• _HOW TO COMPLETE THIS TASK_:
Transcribe every line of the entries exactly.

• _ENTRIES SUPPLIED_:
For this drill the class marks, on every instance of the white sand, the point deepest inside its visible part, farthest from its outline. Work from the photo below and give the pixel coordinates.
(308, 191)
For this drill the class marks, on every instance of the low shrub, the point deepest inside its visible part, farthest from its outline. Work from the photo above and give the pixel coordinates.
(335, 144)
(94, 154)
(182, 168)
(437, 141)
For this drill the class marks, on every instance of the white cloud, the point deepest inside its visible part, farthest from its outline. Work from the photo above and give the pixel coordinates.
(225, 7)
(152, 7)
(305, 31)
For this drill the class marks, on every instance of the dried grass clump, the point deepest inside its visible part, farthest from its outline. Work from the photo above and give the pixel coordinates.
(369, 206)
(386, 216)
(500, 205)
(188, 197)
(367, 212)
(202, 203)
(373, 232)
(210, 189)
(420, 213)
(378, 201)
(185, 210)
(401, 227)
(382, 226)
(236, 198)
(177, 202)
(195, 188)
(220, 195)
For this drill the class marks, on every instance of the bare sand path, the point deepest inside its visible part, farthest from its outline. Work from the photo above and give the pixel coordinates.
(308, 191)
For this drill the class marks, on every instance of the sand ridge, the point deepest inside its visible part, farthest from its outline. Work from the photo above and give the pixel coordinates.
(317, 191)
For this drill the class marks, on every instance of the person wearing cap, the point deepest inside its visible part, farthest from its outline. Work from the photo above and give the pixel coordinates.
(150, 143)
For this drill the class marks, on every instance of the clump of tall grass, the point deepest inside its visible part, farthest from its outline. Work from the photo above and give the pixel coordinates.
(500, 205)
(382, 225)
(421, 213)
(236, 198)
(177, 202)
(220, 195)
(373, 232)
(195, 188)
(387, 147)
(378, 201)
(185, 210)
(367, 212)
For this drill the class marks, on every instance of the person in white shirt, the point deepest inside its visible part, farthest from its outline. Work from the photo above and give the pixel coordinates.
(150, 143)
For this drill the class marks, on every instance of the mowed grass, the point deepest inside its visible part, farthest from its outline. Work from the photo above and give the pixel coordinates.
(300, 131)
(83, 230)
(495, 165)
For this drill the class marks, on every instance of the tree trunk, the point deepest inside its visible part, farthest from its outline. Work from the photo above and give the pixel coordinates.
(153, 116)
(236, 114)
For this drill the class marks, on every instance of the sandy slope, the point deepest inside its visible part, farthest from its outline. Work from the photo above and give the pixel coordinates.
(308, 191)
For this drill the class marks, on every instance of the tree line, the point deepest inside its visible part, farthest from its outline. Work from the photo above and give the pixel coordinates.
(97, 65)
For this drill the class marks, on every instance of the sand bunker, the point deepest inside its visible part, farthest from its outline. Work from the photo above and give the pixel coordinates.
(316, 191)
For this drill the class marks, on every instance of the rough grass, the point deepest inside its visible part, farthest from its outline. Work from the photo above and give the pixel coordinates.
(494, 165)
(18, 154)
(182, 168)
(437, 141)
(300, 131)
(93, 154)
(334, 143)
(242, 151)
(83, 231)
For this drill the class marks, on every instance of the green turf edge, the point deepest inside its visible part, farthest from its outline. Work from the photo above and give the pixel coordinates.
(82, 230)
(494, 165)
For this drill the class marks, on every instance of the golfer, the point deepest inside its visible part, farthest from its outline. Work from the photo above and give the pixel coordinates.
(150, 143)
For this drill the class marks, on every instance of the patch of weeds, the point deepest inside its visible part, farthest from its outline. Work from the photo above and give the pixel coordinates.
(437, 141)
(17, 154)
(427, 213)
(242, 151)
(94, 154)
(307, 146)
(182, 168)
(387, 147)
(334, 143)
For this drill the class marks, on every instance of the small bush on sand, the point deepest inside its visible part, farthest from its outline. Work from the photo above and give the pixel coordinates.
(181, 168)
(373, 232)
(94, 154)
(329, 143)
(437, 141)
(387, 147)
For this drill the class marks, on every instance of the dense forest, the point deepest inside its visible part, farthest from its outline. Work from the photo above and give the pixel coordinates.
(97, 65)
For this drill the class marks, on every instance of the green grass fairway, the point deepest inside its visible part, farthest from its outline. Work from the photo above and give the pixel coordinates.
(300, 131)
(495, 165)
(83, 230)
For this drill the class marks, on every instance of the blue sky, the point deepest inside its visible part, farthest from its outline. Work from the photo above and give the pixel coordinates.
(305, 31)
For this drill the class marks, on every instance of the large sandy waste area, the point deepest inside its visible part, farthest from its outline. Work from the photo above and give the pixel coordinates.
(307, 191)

• _EXERCISE SOLUTION_:
For this drill the class marks, on every instance of the white sand, the point deepest inside its visible part, farthest from its outline. Work from the photo below and give the pixel coordinates.
(308, 191)
For this drill the class marks, on every instance of the low shrub, the point deepest inside its visible part, farthest from its outline. Work from the photo above and give the pixel coordinates.
(335, 144)
(94, 154)
(182, 168)
(437, 141)
For this drill the class marks, on every instance of the white cloud, the point deepest inside its visible part, farthest from its outline. Work from the photo above and give the pixel coordinates.
(225, 7)
(152, 7)
(305, 31)
For this drill the class marks, on every instance of the dried grass clump, the point deepest inside its visible part, farthest from its outline. Work from the photo above and give the pixel coordinates.
(369, 206)
(386, 216)
(500, 205)
(188, 197)
(367, 212)
(202, 203)
(373, 232)
(210, 189)
(420, 213)
(378, 201)
(185, 210)
(401, 227)
(382, 226)
(236, 198)
(177, 202)
(195, 188)
(220, 195)
For this drill the class marks, on every instance of the bare sand path, the point deepest inside its visible part, farthest from its outline. Work from the photo above and give the pixel coordinates.
(308, 191)
For this drill the class marks, on every instance of the sand ridge, the point deepest inside its visible part, farthest from its outline. Work from the photo above and give the pixel coordinates.
(317, 191)
For this drill the class marks, on every instance of the person wearing cap, the point deepest inside its visible part, farthest from its outline. Work from the photo above and give the pixel coordinates.
(150, 143)
For this drill the class marks, on every instance of the clump of tall grass, the point deepest inside its visible part, farthest from its outline. Work from the photo above and give the pixel coordinates.
(500, 205)
(382, 225)
(421, 213)
(236, 198)
(177, 202)
(220, 195)
(373, 232)
(195, 188)
(387, 147)
(378, 201)
(185, 210)
(367, 212)
For this drill the class marks, on every instance of the person in white shirt, the point deepest inside its visible part, farthest from its outline. Work from the photo above and give the pixel coordinates.
(150, 143)
For this drill the class marks, on every instance of the mowed grass, the point deepest inside its visible part, farthest from its outline. Work from the photo above and give the pixel coordinates.
(300, 131)
(83, 230)
(495, 165)
For this drill the class marks, on every instance of the tree trunk, the point deepest inside its visible part, farthest from its outline. Work from the photo above and give the pixel coordinates.
(153, 116)
(236, 114)
For this drill the class marks, on every instance of the sandy slope, the point deepest inside its visible part, farthest from its outline. Work from the photo above and give the pixel coordinates.
(308, 191)
For this drill the class marks, on every instance of the tree line, the point deepest inside its visible part, farthest from its outline. Work from the photo above and give the pixel coordinates.
(97, 65)
For this drill the class marks, on every instance of the sand bunker, the point deepest inside its visible part, farthest from its outline. Work from the photo above and give the pixel coordinates.
(316, 191)
For this drill the class marks, on every instance of the rough grass, the point deepest inside its visible part, farthest from its outline. Work from the photo above and give the pixel coordinates.
(494, 165)
(18, 154)
(182, 168)
(437, 141)
(300, 131)
(93, 154)
(334, 143)
(242, 151)
(83, 231)
For this drill the class marks, on every instance of the green turf edge, the point deepest inside its visible part, farthest from its outline. Work from the photo above and give the pixel coordinates.
(82, 230)
(494, 165)
For this drill the class marks, on every instance of the golfer, the point deepest inside its visible part, farthest from its outline. Work from the photo above and give the pixel coordinates.
(150, 143)
For this drill the class marks, on every instance of the patch of weeds, the point deepest inside its visible part, farthest from its outline. Work from the photo above and give the pixel coordinates.
(437, 141)
(17, 154)
(427, 213)
(242, 151)
(94, 154)
(307, 146)
(182, 168)
(387, 147)
(334, 143)
For this drill the class marks, on every instance of the small bush on sand, the point deepest inside its visible part, farthest from its outline. Work from the photo above and give the pixel coordinates.
(181, 168)
(373, 232)
(94, 154)
(329, 143)
(437, 141)
(387, 147)
For this drill the class marks, on every instance of the dense forest, the point deepest inside its visible part, farthest from its outline. Work from the photo above and give the pixel coordinates.
(97, 65)
For this drill the class marks, on every instance of the green grass fairway, the point deepest inside its visible part, farthest from its outline. Work from the photo above and give the pixel coordinates.
(300, 131)
(495, 165)
(83, 230)
For this drill the class marks, on every instance of the blue sky, the point deepest inside its visible part, farthest from its outline. Work from the photo above and give the pixel coordinates.
(305, 31)
For this drill the class marks, on every instance of the large sandy waste area, the point deepest inside its visible part, farthest from its outline. Work from the photo above and give the pixel coordinates.
(307, 191)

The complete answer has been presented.